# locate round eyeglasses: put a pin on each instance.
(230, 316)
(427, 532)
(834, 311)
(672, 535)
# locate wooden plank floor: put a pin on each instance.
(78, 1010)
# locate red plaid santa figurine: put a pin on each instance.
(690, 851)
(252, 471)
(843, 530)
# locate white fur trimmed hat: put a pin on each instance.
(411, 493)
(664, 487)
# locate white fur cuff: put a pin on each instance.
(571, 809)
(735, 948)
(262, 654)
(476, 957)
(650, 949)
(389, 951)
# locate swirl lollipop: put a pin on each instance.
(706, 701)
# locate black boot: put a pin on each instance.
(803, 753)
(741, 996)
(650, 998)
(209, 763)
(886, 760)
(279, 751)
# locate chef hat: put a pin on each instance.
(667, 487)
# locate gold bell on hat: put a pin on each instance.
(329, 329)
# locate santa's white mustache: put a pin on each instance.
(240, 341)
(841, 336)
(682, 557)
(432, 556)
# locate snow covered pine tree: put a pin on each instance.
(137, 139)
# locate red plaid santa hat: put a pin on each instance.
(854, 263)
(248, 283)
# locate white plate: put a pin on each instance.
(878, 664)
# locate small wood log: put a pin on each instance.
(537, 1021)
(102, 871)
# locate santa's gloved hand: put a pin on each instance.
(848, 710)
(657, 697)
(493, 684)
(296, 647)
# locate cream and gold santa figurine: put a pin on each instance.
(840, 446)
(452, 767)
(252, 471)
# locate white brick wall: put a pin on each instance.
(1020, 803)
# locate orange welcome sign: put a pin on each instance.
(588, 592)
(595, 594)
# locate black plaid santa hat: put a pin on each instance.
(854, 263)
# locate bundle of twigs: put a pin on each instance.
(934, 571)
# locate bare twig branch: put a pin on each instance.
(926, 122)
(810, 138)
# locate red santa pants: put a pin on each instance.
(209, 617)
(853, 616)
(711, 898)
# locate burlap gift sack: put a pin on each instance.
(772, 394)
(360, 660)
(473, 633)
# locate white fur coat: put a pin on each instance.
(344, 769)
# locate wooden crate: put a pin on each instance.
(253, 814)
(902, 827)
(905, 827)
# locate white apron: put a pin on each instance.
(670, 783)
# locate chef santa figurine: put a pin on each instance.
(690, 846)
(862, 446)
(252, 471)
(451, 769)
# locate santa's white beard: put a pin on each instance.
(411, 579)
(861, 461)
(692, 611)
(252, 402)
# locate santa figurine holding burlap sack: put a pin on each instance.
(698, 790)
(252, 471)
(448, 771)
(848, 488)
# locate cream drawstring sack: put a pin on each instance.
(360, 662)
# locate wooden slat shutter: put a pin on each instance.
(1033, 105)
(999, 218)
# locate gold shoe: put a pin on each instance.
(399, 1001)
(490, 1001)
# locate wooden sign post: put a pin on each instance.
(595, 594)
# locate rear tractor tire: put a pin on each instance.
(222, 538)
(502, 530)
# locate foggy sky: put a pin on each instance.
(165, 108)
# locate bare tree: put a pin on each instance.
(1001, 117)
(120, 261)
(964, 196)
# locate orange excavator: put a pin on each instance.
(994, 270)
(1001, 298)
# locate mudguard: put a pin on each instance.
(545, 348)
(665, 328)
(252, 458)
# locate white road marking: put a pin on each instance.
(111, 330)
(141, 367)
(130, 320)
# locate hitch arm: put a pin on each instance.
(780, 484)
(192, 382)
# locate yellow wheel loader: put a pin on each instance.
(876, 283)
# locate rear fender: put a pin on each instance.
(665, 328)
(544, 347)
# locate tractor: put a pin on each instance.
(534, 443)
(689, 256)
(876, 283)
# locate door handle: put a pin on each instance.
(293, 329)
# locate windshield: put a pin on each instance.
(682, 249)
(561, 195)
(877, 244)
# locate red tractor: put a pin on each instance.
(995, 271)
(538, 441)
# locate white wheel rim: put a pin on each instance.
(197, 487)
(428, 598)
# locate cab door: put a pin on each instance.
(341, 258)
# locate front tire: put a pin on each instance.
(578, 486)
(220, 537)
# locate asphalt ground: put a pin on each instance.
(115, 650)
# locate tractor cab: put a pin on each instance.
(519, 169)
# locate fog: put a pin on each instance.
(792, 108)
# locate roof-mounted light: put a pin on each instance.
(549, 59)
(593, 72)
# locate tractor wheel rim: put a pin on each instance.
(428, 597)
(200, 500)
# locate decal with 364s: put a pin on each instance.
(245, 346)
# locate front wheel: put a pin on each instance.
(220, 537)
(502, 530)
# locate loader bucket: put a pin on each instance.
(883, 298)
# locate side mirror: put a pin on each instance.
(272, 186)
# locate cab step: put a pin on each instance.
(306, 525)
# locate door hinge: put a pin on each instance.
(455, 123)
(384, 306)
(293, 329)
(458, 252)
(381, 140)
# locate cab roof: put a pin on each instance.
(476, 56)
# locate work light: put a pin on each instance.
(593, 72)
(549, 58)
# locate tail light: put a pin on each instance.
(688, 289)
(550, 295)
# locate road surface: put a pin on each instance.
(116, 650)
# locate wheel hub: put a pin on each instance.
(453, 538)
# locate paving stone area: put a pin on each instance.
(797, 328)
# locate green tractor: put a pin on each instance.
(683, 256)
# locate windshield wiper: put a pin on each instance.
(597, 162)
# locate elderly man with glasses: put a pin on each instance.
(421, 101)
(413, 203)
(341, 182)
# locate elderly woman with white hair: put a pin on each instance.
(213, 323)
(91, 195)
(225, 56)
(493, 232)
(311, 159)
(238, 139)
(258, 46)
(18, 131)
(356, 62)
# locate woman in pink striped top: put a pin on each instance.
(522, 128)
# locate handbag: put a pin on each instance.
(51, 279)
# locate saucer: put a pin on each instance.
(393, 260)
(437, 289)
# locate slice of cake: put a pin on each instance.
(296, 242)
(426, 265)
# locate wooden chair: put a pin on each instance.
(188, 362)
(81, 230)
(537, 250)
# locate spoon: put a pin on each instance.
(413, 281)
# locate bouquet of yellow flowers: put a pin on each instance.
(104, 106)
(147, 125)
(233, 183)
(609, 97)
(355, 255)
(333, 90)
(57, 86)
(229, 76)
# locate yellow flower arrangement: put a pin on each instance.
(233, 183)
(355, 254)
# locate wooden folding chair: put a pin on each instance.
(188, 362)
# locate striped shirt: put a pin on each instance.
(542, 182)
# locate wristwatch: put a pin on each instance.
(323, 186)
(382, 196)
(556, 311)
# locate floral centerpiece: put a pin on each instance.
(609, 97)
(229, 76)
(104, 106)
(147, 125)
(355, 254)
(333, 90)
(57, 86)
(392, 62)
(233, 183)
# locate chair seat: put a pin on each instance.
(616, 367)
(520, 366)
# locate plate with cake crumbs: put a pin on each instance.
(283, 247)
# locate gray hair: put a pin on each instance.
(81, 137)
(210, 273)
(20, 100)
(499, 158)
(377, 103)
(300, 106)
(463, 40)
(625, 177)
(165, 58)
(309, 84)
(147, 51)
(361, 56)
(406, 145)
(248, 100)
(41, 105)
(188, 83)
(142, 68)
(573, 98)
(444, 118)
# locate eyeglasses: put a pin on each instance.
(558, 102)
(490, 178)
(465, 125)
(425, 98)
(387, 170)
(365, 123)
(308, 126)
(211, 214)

-=-=-

Exercise prompt | Set down the records above once more, exactly as they stand.

Response box |
# locate round eyeglasses: put a pin on each instance.
(230, 316)
(427, 532)
(834, 311)
(672, 535)
# locate wooden plank floor: put a pin on each instance.
(78, 1010)
# locate red plaid santa figurine: put a pin on each instance.
(690, 851)
(252, 471)
(843, 530)
# locate white fur trimmed hat: put a pin on each instance.
(411, 493)
(664, 487)
# locate white fur cuff: put a pin on each instance.
(571, 809)
(735, 948)
(262, 654)
(476, 957)
(650, 949)
(389, 951)
# locate swirl lollipop: put a pin on each instance.
(706, 701)
# locate black boot: put a pin on each instance.
(803, 753)
(741, 996)
(650, 998)
(209, 763)
(886, 760)
(279, 751)
# locate chef hat: put a pin on each instance.
(667, 487)
# locate gold bell on hat: put a pin on each instance.
(329, 329)
# locate santa's white mustache: put a pin on each instance.
(240, 341)
(841, 336)
(682, 557)
(432, 556)
# locate snow covered pine tree: put a pin on each instance.
(137, 139)
# locate red plaid santa hat: put a pin on each instance.
(854, 263)
(248, 283)
# locate white plate: put a pin on each instance.
(878, 664)
# locate small wood log: put a pin on each instance.
(537, 1021)
(102, 871)
# locate santa's gloved hand: put a pin on each instance.
(848, 710)
(657, 697)
(493, 684)
(296, 647)
# locate cream and gold santa figurine: put a pin on each instance.
(840, 446)
(452, 767)
(252, 471)
# locate white brick wall: put a pin on each instance.
(1020, 803)
# locate orange welcome sign: put a pin on each instance.
(588, 592)
(595, 594)
# locate black plaid santa hat: put a pin on each instance.
(854, 263)
# locate bundle of twigs: put a pin on each instance.
(934, 571)
# locate bare twig branch: put a pin on each instance.
(926, 122)
(810, 138)
# locate red santa pants: put a pin on each instance.
(209, 617)
(853, 616)
(711, 898)
# locate burlap gift sack: put a pin on each instance.
(772, 394)
(360, 660)
(473, 633)
# locate white fur coat: put a pin on each instance.
(344, 769)
# locate wooden crate: put a pin on each instance.
(253, 814)
(902, 827)
(905, 827)
# locate white apron: put a pin on each instance.
(670, 783)
# locate chef santa figurine: put a pin on each instance.
(690, 846)
(862, 446)
(252, 471)
(451, 769)
# locate santa's white beard: put a pin on each instance.
(411, 579)
(861, 461)
(692, 611)
(252, 402)
# locate santa figurine holding burlap sack: put a pin on each instance.
(698, 790)
(252, 471)
(448, 771)
(848, 488)
# locate cream drawstring sack: put a pin on each instance.
(360, 662)
# locate wooden slat shutter: put a pin on each instance.
(1033, 105)
(999, 218)
# locate gold shoe: put a pin on each instance.
(399, 1001)
(490, 1001)
# locate wooden sign post: put a pin on each instance.
(595, 594)
# locate rear tractor tire: put a pin on each instance.
(222, 538)
(502, 530)
# locate foggy sky: put a pin on each instance.
(165, 108)
# locate bare tree: put a pin on each instance.
(1001, 117)
(120, 261)
(964, 196)
# locate orange excavator: put a pin on each instance.
(994, 270)
(1001, 298)
# locate mudguard: put a pin on each instance.
(545, 348)
(665, 328)
(252, 458)
# locate white road marking: put a pin on each instance.
(111, 330)
(141, 367)
(130, 320)
# locate hitch arm: put a pin on each instance.
(780, 484)
(192, 382)
# locate yellow wheel loader: put a pin on each instance.
(876, 283)
# locate rear fender: put a pin on each instance.
(665, 328)
(544, 347)
# locate tractor: put a pin on each instance.
(534, 443)
(689, 256)
(876, 283)
# locate door handle: put a pin on each instance.
(293, 329)
# locate windshield: put a pin on each instance.
(682, 249)
(561, 195)
(877, 244)
# locate red tractor: put a pin on each instance.
(995, 271)
(538, 441)
# locate white wheel rim: put a pin on each instance.
(197, 487)
(428, 598)
# locate cab door: put a pin on each instance.
(341, 258)
# locate front tire: put a pin on each instance.
(578, 486)
(220, 537)
# locate asphalt ground: put a pin on each instance.
(115, 650)
# locate tractor cab: put a pin on each instance.
(519, 169)
# locate fog: put a pin on each instance.
(792, 108)
# locate roof-mounted light: put a pin on each instance.
(549, 59)
(593, 72)
# locate tractor wheel rim: put a pin on each instance.
(428, 597)
(200, 500)
# locate decal with 364s: put a pin on each instance.
(245, 346)
# locate front wheel: put a pin on each instance.
(220, 537)
(502, 530)
# locate loader bucket: put a pin on each instance.
(883, 298)
# locate side mirror: put a pin on each instance.
(272, 186)
# locate cab step: put a pin on each instance.
(306, 525)
# locate door hinge: put a pin on each instance.
(455, 123)
(384, 306)
(293, 329)
(458, 252)
(381, 140)
# locate cab roof: put a pin on each instance.
(476, 56)
# locate work light: put a pin on each instance.
(593, 72)
(549, 58)
# locate tail light: put a pin on each instance.
(688, 289)
(550, 295)
# locate road surface: put a pin on each instance.
(116, 650)
# locate wheel hub: put a pin on each instance.
(453, 538)
# locate paving stone area: put a pin on each instance.
(797, 328)
# locate green tractor: put a pin on each instance.
(683, 256)
# locate windshield wiper: put a pin on each instance.
(597, 162)
# locate elderly man with glasses: put a pin on each instance.
(421, 101)
(413, 203)
(341, 182)
# locate elderly woman with white hair: put a pin on each instance.
(213, 323)
(91, 195)
(225, 56)
(493, 232)
(311, 159)
(238, 139)
(258, 46)
(18, 131)
(356, 62)
# locate woman in pink striped top: put a pin on each instance.
(522, 128)
# locate handbag: put a pin on each instance.
(51, 279)
# locate saucer: put a pin on each instance.
(393, 260)
(437, 289)
# locate slice of cake: put a pin on each instance.
(296, 242)
(426, 265)
# locate wooden chair: put a pin on each instance.
(188, 362)
(81, 230)
(537, 250)
# locate spoon: put a pin on each instance.
(413, 281)
# locate bouquet of yellow flowers: put a pin on each instance.
(104, 106)
(147, 125)
(233, 183)
(609, 97)
(355, 255)
(333, 90)
(57, 86)
(229, 76)
# locate yellow flower arrangement: put a pin on each instance.
(233, 183)
(355, 254)
# locate wooden folding chair: put a pin on each instance.
(188, 362)
# locate striped shirt: put a pin on each instance.
(542, 182)
# locate wristwatch: put a pin on each instance.
(323, 186)
(382, 196)
(556, 311)
# locate floral centerpiece: put a pin on each instance.
(609, 97)
(229, 76)
(104, 106)
(147, 125)
(355, 254)
(333, 90)
(57, 86)
(392, 62)
(233, 183)
# locate chair seat: put a pin on each instance.
(616, 367)
(520, 366)
# locate plate with cake crumbs: put a pin on each instance.
(283, 247)
# locate gray hair: put a pin on each instance.
(81, 137)
(210, 273)
(20, 100)
(499, 158)
(377, 103)
(300, 106)
(463, 40)
(625, 177)
(165, 58)
(309, 84)
(147, 51)
(361, 56)
(406, 145)
(248, 100)
(41, 105)
(188, 83)
(142, 68)
(573, 98)
(444, 118)
# locate eyeglasses: put a pin on each instance.
(558, 102)
(490, 178)
(465, 125)
(425, 98)
(387, 170)
(365, 123)
(308, 126)
(211, 214)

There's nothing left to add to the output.